:: What is asked ::
Reproduce verbatim every line starting at the line that contains "# draw the outline of every instance of the blurred" and ending at the line that contains "312), (49, 306)]", with both of those lines included.

━━ Task material ━━

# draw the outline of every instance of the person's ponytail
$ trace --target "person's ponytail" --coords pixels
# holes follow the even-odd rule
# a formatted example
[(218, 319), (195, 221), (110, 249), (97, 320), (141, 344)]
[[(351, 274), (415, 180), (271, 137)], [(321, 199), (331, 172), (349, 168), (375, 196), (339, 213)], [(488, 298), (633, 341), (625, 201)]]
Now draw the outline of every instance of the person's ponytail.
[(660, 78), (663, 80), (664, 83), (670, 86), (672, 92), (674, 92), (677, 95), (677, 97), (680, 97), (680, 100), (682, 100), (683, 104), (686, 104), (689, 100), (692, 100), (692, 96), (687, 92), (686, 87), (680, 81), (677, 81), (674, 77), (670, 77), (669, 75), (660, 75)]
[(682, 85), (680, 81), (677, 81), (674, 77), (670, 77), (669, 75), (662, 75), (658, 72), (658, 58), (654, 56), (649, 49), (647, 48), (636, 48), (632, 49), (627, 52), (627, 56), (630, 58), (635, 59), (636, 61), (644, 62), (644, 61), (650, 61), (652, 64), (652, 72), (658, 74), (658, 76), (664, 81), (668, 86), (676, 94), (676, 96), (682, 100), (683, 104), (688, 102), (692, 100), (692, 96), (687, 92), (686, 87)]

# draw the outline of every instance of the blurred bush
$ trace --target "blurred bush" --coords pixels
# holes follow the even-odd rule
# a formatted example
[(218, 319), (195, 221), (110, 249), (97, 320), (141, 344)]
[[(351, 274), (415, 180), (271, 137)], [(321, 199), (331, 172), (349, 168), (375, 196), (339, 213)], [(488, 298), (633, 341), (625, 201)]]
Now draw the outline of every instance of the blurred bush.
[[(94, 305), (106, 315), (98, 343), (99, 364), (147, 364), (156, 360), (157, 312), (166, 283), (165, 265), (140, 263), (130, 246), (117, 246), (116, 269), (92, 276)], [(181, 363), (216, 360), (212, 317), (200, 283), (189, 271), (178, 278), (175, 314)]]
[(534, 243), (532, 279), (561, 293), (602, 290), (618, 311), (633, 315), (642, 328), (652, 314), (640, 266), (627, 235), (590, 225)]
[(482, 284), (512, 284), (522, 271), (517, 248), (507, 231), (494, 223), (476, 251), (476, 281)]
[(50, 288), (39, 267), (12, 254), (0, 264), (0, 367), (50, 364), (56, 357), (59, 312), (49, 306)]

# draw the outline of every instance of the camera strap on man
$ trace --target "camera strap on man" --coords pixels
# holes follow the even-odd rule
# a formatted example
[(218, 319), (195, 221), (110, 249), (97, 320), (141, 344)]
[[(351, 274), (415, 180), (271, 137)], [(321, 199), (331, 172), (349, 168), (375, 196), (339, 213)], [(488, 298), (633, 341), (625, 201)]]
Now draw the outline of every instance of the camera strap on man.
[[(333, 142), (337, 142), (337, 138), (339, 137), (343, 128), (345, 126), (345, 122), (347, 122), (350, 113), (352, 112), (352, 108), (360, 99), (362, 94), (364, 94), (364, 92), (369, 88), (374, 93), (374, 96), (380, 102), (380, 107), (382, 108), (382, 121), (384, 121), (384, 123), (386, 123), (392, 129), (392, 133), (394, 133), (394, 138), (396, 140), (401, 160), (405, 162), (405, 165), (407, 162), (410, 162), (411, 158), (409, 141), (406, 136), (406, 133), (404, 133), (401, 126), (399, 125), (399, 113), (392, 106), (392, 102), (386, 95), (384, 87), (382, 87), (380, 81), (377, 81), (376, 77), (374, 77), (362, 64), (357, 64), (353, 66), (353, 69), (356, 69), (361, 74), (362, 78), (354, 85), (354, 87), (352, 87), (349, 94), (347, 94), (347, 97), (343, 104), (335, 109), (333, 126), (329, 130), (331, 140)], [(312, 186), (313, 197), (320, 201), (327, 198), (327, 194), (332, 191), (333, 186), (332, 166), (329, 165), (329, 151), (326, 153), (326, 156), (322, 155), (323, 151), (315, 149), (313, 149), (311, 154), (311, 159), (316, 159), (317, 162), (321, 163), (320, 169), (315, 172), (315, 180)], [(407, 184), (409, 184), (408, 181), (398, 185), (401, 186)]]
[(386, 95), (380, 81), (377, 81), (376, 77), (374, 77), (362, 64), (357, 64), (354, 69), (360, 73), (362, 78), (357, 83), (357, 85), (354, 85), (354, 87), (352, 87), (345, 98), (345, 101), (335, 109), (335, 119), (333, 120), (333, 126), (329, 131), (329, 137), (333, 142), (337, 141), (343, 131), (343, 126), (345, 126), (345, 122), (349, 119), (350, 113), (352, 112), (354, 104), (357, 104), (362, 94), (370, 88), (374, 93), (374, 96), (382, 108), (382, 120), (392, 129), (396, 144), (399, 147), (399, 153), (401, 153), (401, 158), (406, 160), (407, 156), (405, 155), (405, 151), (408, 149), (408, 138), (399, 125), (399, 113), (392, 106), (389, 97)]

━━━

:: The response ::
# draw the outline of every instance of the blurred bush
$ trace --target "blurred bush" --coords pixels
# holes follow the even-odd rule
# a formatted example
[(218, 319), (195, 221), (110, 249), (97, 320), (141, 344)]
[[(351, 274), (415, 180), (271, 137)], [(321, 199), (331, 172), (349, 168), (375, 196), (339, 213)], [(488, 298), (633, 341), (625, 201)]]
Now draw the outline of every instance of the blurred bush.
[[(94, 305), (106, 315), (98, 343), (99, 364), (147, 364), (156, 360), (157, 312), (166, 283), (165, 265), (140, 263), (130, 246), (117, 246), (116, 269), (92, 276)], [(181, 363), (216, 360), (212, 317), (200, 283), (189, 271), (178, 278), (175, 314)]]
[(534, 243), (532, 279), (561, 293), (602, 290), (618, 311), (633, 315), (642, 328), (652, 314), (640, 266), (627, 235), (590, 225)]
[(482, 284), (512, 284), (522, 271), (517, 248), (507, 231), (494, 223), (476, 251), (476, 281)]
[(50, 288), (39, 267), (12, 254), (0, 264), (0, 367), (50, 364), (56, 357), (59, 312), (49, 306)]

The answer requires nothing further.